La disparition des pouvoirs politiques autocratiques laïques au Moyen-Orient et en Afrique du Nord a amené la renaissance des partis islamistes dans la région et déclenché au sein des puissances du Golfe (l’Arabie saoudite et le Qatar), une rivalité pour gagner les cœurs et les esprits du monde sunnite.

Ces pétro-monarchies voisines ont essayé d’influencer les changements politiques en Orient et en Afrique du Nord chacune à leur manière, dans le but de promouvoir leurs intérêts géopolitiques et pour s’assurer que leurs propres populations ne déclencheraient pas de soulèvements  populaires.

......

LISTE DES CONSIGNES
[1] D’après le texte fourni, quelles puissances du Golfe se livrent une rivalité pour gagner les cœurs et les esprits du monde sunnite ?
[2] Dans les enregistrements, recopiez les lignes qui commencent à celle contenant "Segment the small" et se terminent à celle contenant "78 155 L 78", en remplaçant "stick" par "rod" et en laissant tout le reste identique. N’incluez pas les images dans votre réponse.

......

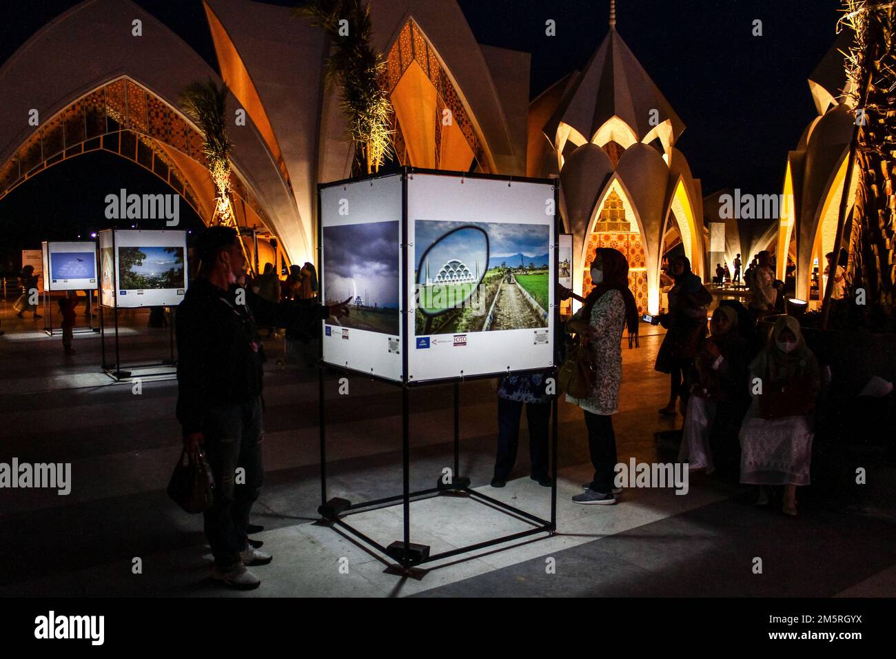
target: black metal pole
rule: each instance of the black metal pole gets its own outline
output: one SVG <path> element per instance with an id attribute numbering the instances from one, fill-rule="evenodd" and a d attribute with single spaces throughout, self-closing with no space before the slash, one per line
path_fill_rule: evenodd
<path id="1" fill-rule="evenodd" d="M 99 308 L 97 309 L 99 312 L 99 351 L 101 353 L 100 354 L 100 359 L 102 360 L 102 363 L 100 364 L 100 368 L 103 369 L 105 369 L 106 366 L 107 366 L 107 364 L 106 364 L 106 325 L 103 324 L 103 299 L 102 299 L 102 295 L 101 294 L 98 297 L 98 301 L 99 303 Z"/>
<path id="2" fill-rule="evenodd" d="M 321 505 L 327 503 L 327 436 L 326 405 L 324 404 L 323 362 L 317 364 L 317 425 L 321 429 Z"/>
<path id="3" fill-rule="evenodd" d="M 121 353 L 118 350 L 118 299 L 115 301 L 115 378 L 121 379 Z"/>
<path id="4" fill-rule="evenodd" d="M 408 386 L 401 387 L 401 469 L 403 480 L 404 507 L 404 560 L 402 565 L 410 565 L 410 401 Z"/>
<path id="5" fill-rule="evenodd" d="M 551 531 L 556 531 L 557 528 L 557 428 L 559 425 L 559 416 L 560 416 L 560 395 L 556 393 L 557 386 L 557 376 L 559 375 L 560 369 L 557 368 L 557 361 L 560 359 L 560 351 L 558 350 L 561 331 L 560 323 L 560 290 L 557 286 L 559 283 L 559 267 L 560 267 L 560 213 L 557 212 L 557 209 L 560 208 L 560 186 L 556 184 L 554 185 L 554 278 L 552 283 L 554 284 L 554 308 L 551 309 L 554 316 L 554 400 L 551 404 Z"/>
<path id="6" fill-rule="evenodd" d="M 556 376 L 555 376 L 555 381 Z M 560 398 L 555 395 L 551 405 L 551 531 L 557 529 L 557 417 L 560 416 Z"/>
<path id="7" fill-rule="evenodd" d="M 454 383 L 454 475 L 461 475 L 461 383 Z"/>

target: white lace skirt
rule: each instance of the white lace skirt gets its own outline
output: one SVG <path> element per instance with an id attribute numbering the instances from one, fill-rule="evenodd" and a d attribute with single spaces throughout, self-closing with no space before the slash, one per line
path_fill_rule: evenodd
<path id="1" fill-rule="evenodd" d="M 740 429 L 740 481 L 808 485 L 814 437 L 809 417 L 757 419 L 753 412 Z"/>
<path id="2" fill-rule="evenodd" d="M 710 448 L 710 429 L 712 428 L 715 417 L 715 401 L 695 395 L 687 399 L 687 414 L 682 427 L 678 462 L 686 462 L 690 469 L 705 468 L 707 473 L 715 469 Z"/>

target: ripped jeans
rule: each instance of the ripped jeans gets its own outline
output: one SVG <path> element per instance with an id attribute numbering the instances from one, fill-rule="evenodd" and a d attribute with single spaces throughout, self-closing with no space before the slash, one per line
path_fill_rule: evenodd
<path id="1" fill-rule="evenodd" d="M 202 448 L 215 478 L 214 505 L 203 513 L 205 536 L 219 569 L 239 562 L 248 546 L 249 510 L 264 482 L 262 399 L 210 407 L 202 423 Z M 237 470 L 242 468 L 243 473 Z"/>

......

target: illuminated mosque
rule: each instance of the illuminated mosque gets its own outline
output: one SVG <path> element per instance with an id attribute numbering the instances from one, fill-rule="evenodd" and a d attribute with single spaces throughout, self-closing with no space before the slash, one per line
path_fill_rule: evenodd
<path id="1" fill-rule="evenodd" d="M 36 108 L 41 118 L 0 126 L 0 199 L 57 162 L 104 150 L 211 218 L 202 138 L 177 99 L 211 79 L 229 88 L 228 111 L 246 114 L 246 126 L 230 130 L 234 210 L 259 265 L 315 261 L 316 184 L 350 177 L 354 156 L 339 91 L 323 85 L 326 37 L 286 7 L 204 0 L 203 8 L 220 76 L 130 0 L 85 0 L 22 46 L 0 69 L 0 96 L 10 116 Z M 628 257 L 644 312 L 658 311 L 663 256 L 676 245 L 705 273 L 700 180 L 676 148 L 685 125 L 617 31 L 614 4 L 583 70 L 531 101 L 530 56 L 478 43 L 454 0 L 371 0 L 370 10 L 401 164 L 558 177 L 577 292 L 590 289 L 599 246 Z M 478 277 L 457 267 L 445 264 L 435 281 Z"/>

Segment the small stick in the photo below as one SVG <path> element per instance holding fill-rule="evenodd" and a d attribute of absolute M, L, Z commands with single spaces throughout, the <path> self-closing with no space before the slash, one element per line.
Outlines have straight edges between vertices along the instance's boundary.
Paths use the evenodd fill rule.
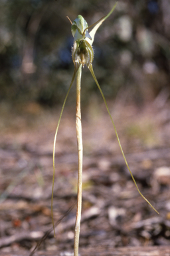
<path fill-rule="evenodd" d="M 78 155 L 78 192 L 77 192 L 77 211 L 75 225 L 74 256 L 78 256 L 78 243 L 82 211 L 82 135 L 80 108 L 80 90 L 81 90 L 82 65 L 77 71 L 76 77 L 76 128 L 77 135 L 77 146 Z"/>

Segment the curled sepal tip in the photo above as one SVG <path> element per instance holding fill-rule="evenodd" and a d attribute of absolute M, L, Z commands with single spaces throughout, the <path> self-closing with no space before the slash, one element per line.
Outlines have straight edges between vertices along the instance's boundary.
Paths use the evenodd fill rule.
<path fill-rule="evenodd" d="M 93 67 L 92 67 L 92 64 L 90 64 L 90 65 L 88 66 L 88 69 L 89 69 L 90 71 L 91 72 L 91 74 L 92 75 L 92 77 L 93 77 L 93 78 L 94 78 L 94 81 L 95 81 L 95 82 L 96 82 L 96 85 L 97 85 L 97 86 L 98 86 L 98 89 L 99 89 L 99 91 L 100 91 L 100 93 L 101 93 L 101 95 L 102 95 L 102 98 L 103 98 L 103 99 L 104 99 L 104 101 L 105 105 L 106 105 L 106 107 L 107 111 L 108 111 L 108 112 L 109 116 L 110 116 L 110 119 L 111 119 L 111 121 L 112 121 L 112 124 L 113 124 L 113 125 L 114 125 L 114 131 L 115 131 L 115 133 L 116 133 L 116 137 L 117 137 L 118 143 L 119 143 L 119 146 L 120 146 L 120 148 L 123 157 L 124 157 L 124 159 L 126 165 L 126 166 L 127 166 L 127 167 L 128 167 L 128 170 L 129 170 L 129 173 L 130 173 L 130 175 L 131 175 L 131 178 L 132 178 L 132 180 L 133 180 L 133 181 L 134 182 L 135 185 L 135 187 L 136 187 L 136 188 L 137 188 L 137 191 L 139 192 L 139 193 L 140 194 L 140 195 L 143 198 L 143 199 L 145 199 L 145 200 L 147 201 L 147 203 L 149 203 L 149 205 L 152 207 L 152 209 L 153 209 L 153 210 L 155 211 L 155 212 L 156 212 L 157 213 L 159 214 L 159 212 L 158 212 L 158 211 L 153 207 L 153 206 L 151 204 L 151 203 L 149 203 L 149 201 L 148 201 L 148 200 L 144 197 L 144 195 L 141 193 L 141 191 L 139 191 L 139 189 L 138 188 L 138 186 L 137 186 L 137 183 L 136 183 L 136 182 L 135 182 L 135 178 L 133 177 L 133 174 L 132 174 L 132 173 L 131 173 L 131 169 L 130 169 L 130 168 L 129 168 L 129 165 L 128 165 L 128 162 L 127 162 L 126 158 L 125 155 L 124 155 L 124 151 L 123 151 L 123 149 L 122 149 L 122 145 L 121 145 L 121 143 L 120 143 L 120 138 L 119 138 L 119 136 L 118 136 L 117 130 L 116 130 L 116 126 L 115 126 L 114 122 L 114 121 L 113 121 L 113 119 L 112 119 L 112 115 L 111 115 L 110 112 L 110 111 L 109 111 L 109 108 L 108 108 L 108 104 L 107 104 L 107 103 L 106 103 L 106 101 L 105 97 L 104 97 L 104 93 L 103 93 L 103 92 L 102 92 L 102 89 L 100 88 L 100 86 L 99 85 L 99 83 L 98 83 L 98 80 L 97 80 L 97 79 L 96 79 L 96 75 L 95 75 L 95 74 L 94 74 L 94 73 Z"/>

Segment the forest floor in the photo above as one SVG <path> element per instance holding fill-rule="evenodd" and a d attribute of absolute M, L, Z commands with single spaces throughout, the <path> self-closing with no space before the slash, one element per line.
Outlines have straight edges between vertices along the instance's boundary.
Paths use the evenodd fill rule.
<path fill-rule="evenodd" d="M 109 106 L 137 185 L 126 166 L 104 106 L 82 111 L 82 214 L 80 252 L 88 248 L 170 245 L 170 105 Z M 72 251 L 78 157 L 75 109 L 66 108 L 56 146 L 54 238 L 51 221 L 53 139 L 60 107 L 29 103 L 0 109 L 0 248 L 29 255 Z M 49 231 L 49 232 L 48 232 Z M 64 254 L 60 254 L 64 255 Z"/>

......

RÉPONSES PAR CONSIGNE
[1] L’Arabie saoudite et le Qatar.

[2]
Segment the small rod in the photo below as one SVG <path> element per instance holding fill-rule="evenodd" and a d attribute of absolute M, L, Z commands with single spaces throughout, the <path> self-closing with no space before the slash, one element per line.
Outlines have straight edges between vertices along the instance's boundary.
Paths use the evenodd fill rule.
<path fill-rule="evenodd" d="M 78 155 L 78 192 L 77 192 L 77 211 L 75 225 L 74 256 L 78 256 L 78 243 L 82 211 L 82 135 L 80 108 L 80 90 L 81 90 L 82 65 L 77 71 L 76 77 L 76 128 L 77 135 L 77 146 Z"/>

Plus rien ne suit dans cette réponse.